- Apply what you read -
(1) In the article on Microsoft layoffs, copy out the part that opens with the words containing "Microsoft announced plans" and closes with "discussing private matters.".
(2) Summarize the article on Microsoft layoffs in two sentences.
(3) List each kind of engineer that the article on Microsoft layoffs says was cut in Washington, with the number given for each.

- Passage shown -
◆ ◆ ◆ ◆ ◆
Microsoft CEO Satya Nadella speaks at the Axel Springer building in Berlin on Oct. 17, 2023. He received the annual Axel Springer Award.
Ben Kriemann | Getty Images
Among the thousands of Microsoft employees who lost their jobs in the cutbacks announced this week were 830 staffers in the company’s home state of Washington.
Nearly a dozen game design workers in the state were part of the layoffs, along with three audio designers, two mechanical engineers, one optical engineer and one lab technician, according to a document Microsoft submitted to Washington employment officials.
There were also five individual contributors and one manager at the Microsoft Research division in the cuts, as well as 10 lawyers and six hardware engineers, the document shows.
Microsoft announced plans on Wednesday to eliminate 9,000 jobs, as part of an effort to eliminate redundancy and to encourage employees to focus on more meaningful work by adopting new technologies, a person familiar with the matter told CNBC. The person asked not to be named while discussing private matters.
Scores of Microsoft salespeople and video game developers have since come forward on social media to announce their departure. In April, Microsoft said revenue from Xbox content and services grew 8%, trailing overall growth of 13%.
In sales, the company parted ways with 16 customer success account management staff members based in Washington, 28 in sales strategy enablement and another five in sales compensation. One Washington-based government affairs worker was also laid off.
Microsoft eliminated 17 jobs in cloud solution architecture in the state, according to the document. The company’s fastest revenue growth comes from Azure and other cloud services that customers buy based on usage.
CEO Satya Nadella has not publicly commented on the layoffs, and Microsoft didn’t immediately provide a comment about the cuts in Washington. On a conference call with analysts in April, Microsoft CFO Amy Hood said the company had a “focus on cost efficiencies” during the March quarter.
◆ ◆ ◆ ◆ ◆
Referring expression pointing data
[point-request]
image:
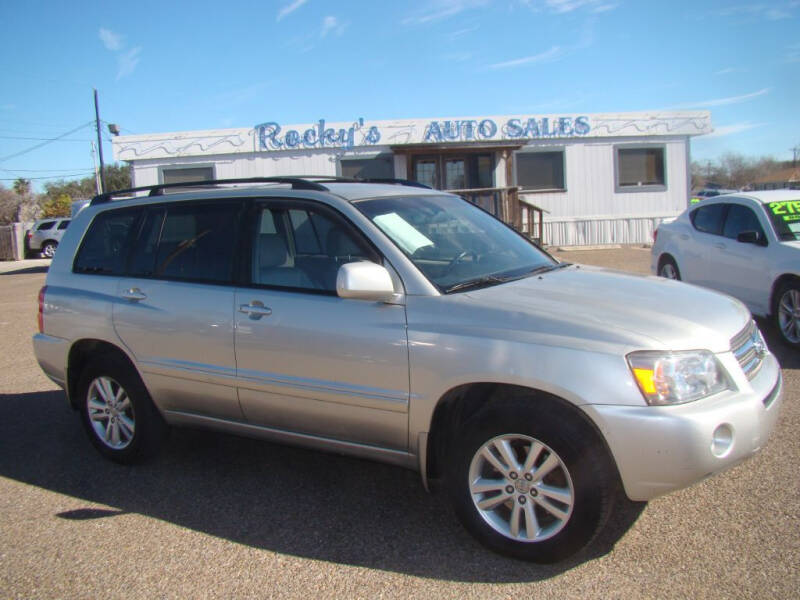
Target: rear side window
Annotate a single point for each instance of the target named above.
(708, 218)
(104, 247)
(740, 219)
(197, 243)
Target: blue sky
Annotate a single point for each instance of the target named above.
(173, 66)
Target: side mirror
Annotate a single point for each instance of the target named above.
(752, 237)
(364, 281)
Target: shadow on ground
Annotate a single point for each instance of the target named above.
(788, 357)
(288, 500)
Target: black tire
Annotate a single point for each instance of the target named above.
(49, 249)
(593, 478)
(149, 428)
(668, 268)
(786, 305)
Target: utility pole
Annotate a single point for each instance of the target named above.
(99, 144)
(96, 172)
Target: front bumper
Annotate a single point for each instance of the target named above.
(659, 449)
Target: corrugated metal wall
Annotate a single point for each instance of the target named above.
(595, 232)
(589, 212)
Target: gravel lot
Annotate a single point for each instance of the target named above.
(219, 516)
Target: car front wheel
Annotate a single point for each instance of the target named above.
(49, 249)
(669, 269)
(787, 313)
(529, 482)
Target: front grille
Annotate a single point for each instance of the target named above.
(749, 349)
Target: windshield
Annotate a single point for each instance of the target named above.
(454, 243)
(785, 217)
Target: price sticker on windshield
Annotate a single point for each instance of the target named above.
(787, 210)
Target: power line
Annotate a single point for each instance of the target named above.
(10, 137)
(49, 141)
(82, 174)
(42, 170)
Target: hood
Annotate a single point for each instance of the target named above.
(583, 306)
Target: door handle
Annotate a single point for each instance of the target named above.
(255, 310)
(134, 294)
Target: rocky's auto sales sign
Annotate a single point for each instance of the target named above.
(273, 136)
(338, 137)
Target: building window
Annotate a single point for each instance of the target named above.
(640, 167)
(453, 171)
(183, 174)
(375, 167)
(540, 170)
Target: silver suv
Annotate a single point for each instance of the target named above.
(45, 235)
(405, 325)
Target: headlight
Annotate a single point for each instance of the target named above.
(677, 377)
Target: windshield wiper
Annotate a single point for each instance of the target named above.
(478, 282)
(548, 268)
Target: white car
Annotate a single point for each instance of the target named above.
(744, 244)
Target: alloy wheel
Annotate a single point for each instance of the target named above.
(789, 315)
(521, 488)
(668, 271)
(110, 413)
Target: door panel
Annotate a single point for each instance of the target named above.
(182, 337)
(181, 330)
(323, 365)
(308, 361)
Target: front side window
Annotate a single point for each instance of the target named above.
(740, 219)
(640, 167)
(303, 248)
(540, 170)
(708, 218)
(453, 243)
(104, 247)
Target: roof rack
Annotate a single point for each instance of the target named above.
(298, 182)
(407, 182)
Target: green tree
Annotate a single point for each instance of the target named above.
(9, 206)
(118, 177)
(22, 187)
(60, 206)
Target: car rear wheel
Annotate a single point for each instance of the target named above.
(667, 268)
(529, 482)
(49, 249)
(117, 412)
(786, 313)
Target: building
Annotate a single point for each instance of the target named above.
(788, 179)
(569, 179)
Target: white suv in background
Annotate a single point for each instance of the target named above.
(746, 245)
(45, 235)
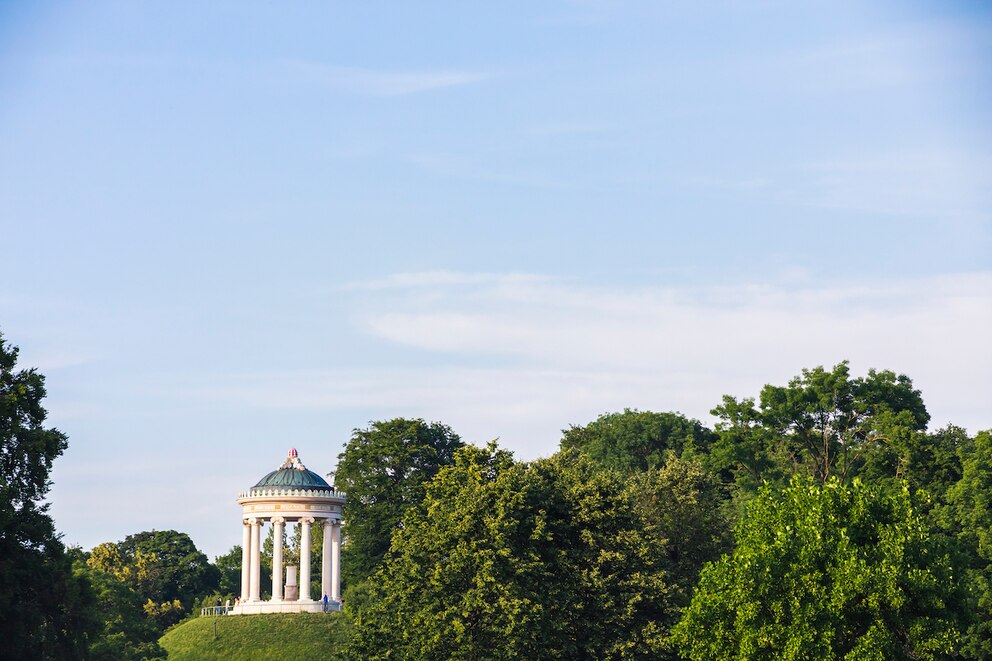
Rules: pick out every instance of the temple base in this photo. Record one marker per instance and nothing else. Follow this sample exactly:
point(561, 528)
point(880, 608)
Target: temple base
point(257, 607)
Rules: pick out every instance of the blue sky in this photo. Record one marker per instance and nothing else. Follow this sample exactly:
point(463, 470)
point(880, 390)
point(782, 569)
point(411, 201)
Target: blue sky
◆ ◆ ◆ ◆ ◆
- Results -
(1)
Microsoft announced plans on Wednesday to eliminate 9,000 jobs, as part of an effort to eliminate redundancy and to encourage employees to focus on more meaningful work by adopting new technologies, a person familiar with the matter told CNBC. The person asked not to be named while discussing private matters.

(2) Microsoft's job cuts announced this week included 830 staffers in Washington, among them game design workers, engineers, lawyers, Microsoft Research staff, sales staff and cloud solution architecture workers, according to a document the company submitted to state employment officials. Microsoft announced plans on Wednesday to eliminate 9,000 jobs, and neither CEO Satya Nadella nor the company has commented on the Washington cuts.

(3)
- Mechanical engineers: two
- Optical engineer: one
- Hardware engineers: six